TEXT SECTION.
--------

Nationalist People’s Coalition Rep. Abraham Mitra,
committee chairman, said during the second leg of the
regional consultations being conducted by the House of
Representatives on food security it was confirmed that
the country’s present rice problem is not caused by
shrinking supply but by the government’s inability to
give enough support to the agricultural sector and to
properly identify which lands to be used for the
different agricultural products to help the country
ensure long-term food security, thus the need to
increase the DA’s budget.
Mitra
also said the government should start using government
idle lands, government-owned and -controlled
corporations’ (GOCCs) idle lands, military camps and
installations, and prison camps that have agricultural
lands to help in securing food supply.
Mitra
and the members of the agriculture committee were in
Trece Martires in Cavite province and Batangas City in
Batangas province over the weekend to conduct a series
of regional consultations which he and Speaker Prospero
Nograles organized to help the House of Representatives
in the formulation of several pieces of legislation that
will provide lasting solutions to the present rice
problem and promote food security.
“I think
we should use lands that are idle, first for their food,
like here in Sablayan, Batangas, and in other regions as
well, so that they will have sufficient food,” Mitra
said.
Mitra
said military installations and camps all over the
country that can be used as agricultural lands should be
tilled and planted with whatever agricultural products
that are suited in said areas.
With
this, Mitra said military men, inmates and their guards
and employees, living or working there would be
self-sufficient and not rely on the budget that the
government is allotting to them, while people living
near the vicinity may also benefit from it.
“There
are people who are practicing this, like the Iwahig
penal colony, and in the different camps like the
Fernando Airbase. But it would be better if we encourage
all the branches of the government that they should
implement this,” Mitra said.

--------

SUPPLIED INFORMATION.
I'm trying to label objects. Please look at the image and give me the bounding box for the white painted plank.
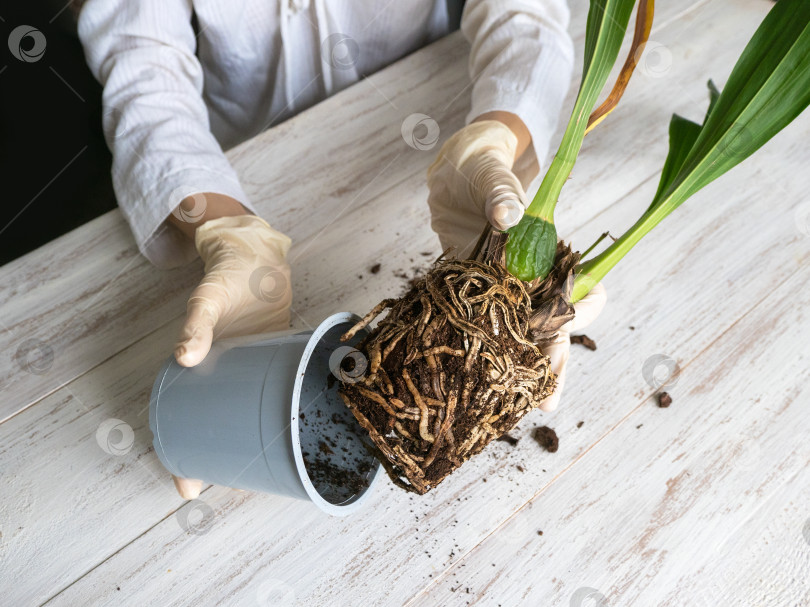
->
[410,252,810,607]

--------

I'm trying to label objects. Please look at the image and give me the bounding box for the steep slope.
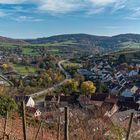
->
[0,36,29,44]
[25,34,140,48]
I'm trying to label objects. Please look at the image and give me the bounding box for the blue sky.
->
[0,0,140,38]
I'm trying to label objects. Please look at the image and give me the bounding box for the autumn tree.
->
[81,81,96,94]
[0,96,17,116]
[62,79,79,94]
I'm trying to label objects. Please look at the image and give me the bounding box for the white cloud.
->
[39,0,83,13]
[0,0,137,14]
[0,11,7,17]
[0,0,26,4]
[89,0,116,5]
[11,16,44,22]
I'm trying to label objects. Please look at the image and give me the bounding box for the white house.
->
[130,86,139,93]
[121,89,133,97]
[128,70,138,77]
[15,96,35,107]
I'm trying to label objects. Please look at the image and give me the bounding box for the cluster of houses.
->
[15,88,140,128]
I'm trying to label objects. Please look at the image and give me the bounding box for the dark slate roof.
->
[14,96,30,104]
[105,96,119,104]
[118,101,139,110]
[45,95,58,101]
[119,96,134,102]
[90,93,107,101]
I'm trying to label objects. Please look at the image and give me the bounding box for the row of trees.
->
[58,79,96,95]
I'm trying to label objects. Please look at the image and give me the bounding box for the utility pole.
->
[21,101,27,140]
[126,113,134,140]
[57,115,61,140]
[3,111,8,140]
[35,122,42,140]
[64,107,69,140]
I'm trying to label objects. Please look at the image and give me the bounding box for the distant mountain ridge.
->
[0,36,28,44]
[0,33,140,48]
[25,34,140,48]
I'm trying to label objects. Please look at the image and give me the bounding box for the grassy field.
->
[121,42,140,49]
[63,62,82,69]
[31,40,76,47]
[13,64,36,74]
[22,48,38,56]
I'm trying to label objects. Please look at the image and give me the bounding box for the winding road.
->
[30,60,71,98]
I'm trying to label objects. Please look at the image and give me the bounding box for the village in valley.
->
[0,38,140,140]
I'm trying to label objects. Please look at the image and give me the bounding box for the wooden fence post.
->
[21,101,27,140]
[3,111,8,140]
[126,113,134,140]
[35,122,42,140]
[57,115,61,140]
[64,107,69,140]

--------

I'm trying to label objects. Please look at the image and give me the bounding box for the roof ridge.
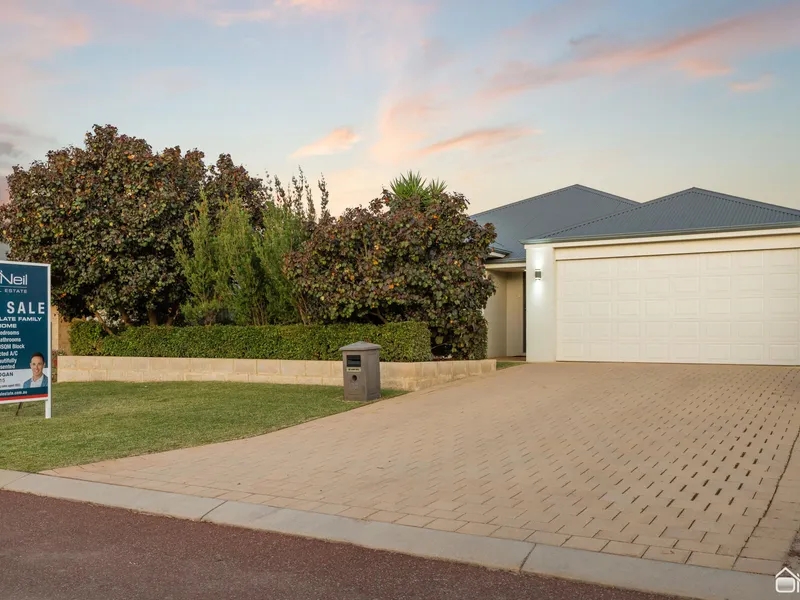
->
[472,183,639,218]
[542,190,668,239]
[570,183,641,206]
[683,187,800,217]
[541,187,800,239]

--------

TO BE DONE.
Return the passage of the food security article starting at "Nationalist People’s Coalition" and ending at "the DA’s budget.", copied word for word.

TASK ANSWER.
Nationalist People’s Coalition Rep. Abraham Mitra,
committee chairman, said during the second leg of the
regional consultations being conducted by the House of
Representatives on food security it was confirmed that
the country’s present rice problem is not caused by
shrinking supply but by the government’s inability to
give enough support to the agricultural sector and to
properly identify which lands to be used for the
different agricultural products to help the country
ensure long-term food security, thus the need to
increase the DA’s budget.